# Source extract:
*****

# IPad Midi controller apps



## Soundhound (Jan 21, 2016)

I'm looking for a good midi controller app that can work with a variety of DAWs - Logic, Studio One, Cubase and DP. I guess most of them are pretty DAW agnostic, but mostly I'm hoping for a good selection of available presets, to get up and running easily.

I like having two iPads working simultaneously, one for tracksand transport, the other for various commands, so as not to switch pages a lot. Logic Remote is great, but can only run on one iPad at a time. Studio One's app does the job really well.

I do have Lemur and TouchOsc, but never got that far with either of them, since Logic and the Presonus app have been so much easier to get going.

thanks!


----------



## samphony (Jan 21, 2016)

Soundhound said:


> I'm looking for a good midi controller app that can work with a variety of DAWs - Logic, Studio One, Cubase and DP. I guess most of them are pretty DAW agnostic, but mostly I'm hoping for a good selection of available presets, to get up and running easily.
> 
> I like having two iPads working simultaneously, one for tracksand transport, the other for various commands, so as not to switch pages a lot. Logic Remote is great, but can only run on one iPad at a time. Studio One's app does the job really well.
> 
> ...




Lemur and Touch OSC are great controllers. Have you tried to find something to start with in the lemur forums?

I personally like the Arts|Unmuted lemur templates.

Also since yesterday's logic remote update you can run more than one logic remote if I'm not mistaken.


----------



## Soundhound (Jan 21, 2016)

Thanks! I was wondering about the Logic update, and I want to investigate Lemur/OSC/other forums for users setups etc. Wanted to see if I'm barking up the right tree. Appreciate it!


----------



## geoffreyvernon (Jan 21, 2016)

Lemur and TouchOSC are the best ones in my opinion. I personally use OSC but I've used both and they're both really good for this purpose! If you're using Cubase feel free to send me a PM and I'll send you my OSC template and key commands for Cubase so you can get started!


----------



## Soundhound (Jan 21, 2016)

Thanks so much Geoffrey. I'll see how the Lemur/OSC investigation goes, and may just take you up on your generous offer.


----------



## Øivind (Jan 21, 2016)

another +1 for Lemur and TouchOSC, and as mentioned Arts|Unmuted has some really nice templates, also Midi Kineticks has a couple of very good ones.


----------



## geoffreyvernon (Jan 21, 2016)

Soundhound said:


> Thanks so much Geoffrey. I'll see how the Lemur/OSC investigation goes, and may just take you up on your generous offer.

*****

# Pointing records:
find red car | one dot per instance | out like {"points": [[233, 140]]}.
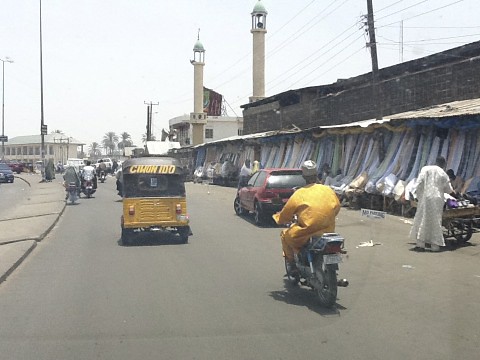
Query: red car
{"points": [[16, 166], [267, 192]]}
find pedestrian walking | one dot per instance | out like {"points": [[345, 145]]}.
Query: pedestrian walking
{"points": [[432, 183]]}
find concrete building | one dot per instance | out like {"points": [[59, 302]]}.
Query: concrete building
{"points": [[27, 149], [451, 75], [198, 118], [215, 128]]}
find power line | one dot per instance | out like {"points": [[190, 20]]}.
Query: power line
{"points": [[421, 14]]}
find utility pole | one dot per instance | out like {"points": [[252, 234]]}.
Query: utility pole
{"points": [[372, 44], [149, 119]]}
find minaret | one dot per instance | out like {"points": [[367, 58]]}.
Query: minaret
{"points": [[259, 29], [198, 118]]}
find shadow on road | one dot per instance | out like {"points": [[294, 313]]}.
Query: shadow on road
{"points": [[304, 296], [152, 239]]}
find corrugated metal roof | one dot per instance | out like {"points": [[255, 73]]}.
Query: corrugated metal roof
{"points": [[49, 139], [455, 108]]}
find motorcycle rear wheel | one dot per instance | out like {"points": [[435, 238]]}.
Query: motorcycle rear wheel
{"points": [[327, 294]]}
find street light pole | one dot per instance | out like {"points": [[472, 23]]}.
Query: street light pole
{"points": [[42, 127], [3, 103]]}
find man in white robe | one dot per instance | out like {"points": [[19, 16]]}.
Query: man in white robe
{"points": [[432, 183]]}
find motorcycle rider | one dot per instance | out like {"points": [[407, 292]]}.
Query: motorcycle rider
{"points": [[315, 206], [89, 169]]}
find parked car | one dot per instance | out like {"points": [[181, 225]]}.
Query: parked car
{"points": [[16, 166], [267, 191], [107, 162], [6, 174]]}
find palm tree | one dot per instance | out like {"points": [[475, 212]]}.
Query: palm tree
{"points": [[126, 141], [109, 141], [94, 150], [144, 138]]}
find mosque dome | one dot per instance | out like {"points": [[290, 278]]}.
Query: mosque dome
{"points": [[259, 8], [198, 46]]}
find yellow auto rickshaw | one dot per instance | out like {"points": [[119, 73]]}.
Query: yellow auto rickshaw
{"points": [[154, 197]]}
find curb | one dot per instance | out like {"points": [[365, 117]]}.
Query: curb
{"points": [[33, 241], [4, 276]]}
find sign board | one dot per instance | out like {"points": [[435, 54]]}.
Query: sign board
{"points": [[374, 214]]}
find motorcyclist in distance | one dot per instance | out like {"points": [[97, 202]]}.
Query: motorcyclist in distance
{"points": [[316, 207], [89, 169], [101, 167], [71, 176]]}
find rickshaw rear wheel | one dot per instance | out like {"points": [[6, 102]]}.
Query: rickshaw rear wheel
{"points": [[183, 232], [465, 232], [127, 236]]}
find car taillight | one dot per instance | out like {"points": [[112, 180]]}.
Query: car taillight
{"points": [[333, 247], [269, 194]]}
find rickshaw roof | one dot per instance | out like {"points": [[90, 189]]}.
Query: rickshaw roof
{"points": [[153, 165]]}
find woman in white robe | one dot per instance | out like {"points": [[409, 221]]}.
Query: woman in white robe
{"points": [[432, 183]]}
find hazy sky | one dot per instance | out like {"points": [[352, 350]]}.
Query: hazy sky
{"points": [[103, 59]]}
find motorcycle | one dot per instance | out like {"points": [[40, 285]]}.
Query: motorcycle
{"points": [[72, 192], [317, 265], [87, 185], [102, 176]]}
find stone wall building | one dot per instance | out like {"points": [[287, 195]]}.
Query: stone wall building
{"points": [[444, 77]]}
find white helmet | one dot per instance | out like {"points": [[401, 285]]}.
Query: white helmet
{"points": [[309, 168]]}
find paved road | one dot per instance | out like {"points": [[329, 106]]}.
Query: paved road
{"points": [[81, 294]]}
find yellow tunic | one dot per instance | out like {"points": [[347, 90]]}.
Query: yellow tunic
{"points": [[316, 206]]}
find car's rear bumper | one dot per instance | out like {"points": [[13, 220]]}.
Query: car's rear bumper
{"points": [[269, 207]]}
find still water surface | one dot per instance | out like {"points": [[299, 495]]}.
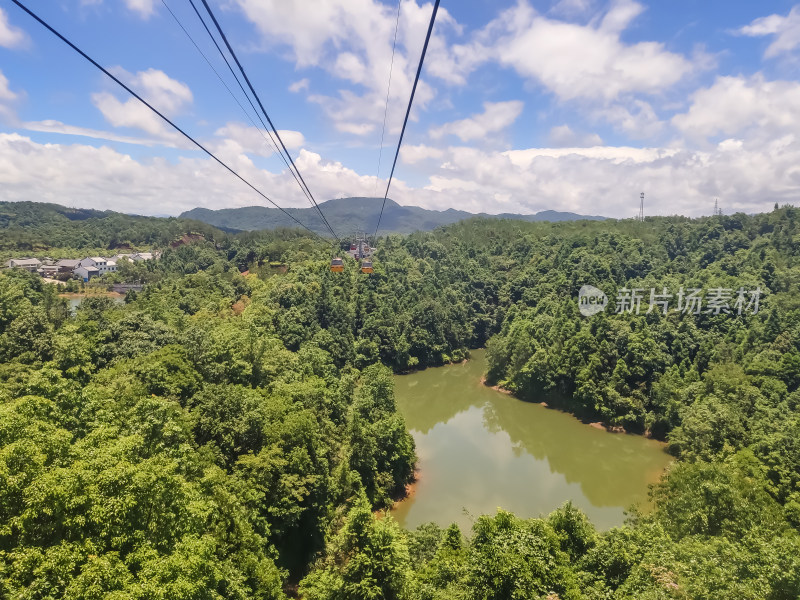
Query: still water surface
{"points": [[480, 449]]}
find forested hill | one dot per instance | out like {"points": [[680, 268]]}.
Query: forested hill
{"points": [[228, 436], [38, 227], [355, 214]]}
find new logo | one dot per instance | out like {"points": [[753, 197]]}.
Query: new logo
{"points": [[591, 300]]}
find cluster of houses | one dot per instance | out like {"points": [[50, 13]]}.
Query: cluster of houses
{"points": [[83, 269]]}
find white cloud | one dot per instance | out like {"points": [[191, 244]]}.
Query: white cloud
{"points": [[132, 113], [10, 36], [636, 118], [735, 105], [352, 41], [168, 95], [602, 180], [495, 117], [785, 30], [242, 138], [563, 136], [5, 90], [585, 61], [7, 97], [82, 175], [52, 126], [144, 8], [299, 86], [572, 8], [413, 154]]}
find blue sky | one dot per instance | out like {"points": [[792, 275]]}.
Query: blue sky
{"points": [[524, 105]]}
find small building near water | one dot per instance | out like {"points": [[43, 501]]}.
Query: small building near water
{"points": [[29, 264]]}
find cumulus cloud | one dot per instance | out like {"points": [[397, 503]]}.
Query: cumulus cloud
{"points": [[495, 117], [299, 86], [134, 114], [601, 180], [88, 176], [410, 154], [168, 95], [7, 97], [144, 8], [240, 138], [785, 31], [585, 61], [742, 105], [352, 41], [10, 36], [637, 119], [53, 126], [563, 136]]}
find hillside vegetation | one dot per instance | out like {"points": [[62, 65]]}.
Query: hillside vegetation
{"points": [[228, 436], [347, 215]]}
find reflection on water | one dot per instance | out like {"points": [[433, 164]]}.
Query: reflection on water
{"points": [[481, 450]]}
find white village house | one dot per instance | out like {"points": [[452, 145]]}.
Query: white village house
{"points": [[29, 264], [94, 266], [84, 269]]}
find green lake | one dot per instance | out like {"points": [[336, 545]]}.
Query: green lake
{"points": [[480, 450]]}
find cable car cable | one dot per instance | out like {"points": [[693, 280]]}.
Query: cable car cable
{"points": [[408, 112], [255, 110], [388, 89], [222, 81], [261, 105], [151, 107]]}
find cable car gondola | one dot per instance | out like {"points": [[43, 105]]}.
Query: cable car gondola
{"points": [[366, 266]]}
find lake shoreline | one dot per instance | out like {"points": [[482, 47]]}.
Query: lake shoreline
{"points": [[478, 451], [594, 424]]}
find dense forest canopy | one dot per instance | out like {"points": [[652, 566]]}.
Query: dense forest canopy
{"points": [[230, 436]]}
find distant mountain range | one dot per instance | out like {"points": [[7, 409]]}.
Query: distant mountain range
{"points": [[356, 214]]}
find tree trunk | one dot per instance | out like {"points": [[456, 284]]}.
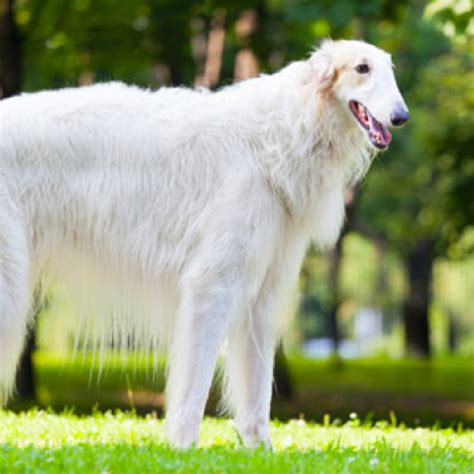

*****

# Exercise requirements:
1/ Please answer these about the forum thread on iPad MIDI controller apps:
(a) Which DAWs does Soundhound want the app to work with?
(b) What does samphony say the latest Logic Remote update allows?
(c) Apart from Arts|Unmuted, who does Øivind name as having very good templates?
2/ Carry on the forum thread on iPad MIDI controller apps from its final line.
The data is separate material, apart from the forum thread on iPad MIDI controller apps.

# Results:
1/
(a) Logic, Studio One, Cubase and DP.
(b) Running more than one Logic Remote.
(c) Midi Kineticks.

2/
Love helping out when I can! No point in keeping all the info to yourself. Others have helped me learn so I love helping when I can.


----------



## Soundhound (Jan 21, 2016)

That's why I love VI C so much, people are just great here. I wish I could help more, someday when I know more than nothing,  I plan to pass along as much as I can.


----------



## Luke W (Jan 27, 2016)

For those using TouchOSC: Any latency when connecting thru wifi to your DAW? Considering an iPad setup for midi CC expression while I'm playing. Wifi lag would be frustrating.


----------



## jononotbono (Jan 27, 2016)

My main DAW is Cubase Pro 8.5 so I don't really know what else is about for other DAWs but for Cubase, I am using Lemur and some Arts Unmuted Templates. They are great! qb 2.5 in particular is brilliant. There is no problem with it connected over Wifi (for me).


----------



## Øivind (Jan 28, 2016)

haven't had any issues with either Lemur or TouchOSC, i am using an Android tablet tho with Cubase, but i do not think there is any latency issues on either platform.


----------



## Luke W (Jan 28, 2016)

Thanks for the feedback! I believe I shall "give it a go" as the kids say.


----------



## Jaybee (Jan 28, 2016)

+1 for TouchOSC. Using it with Reaper x64 on PC with no issues.


----------



## devonmyles (Feb 1, 2016)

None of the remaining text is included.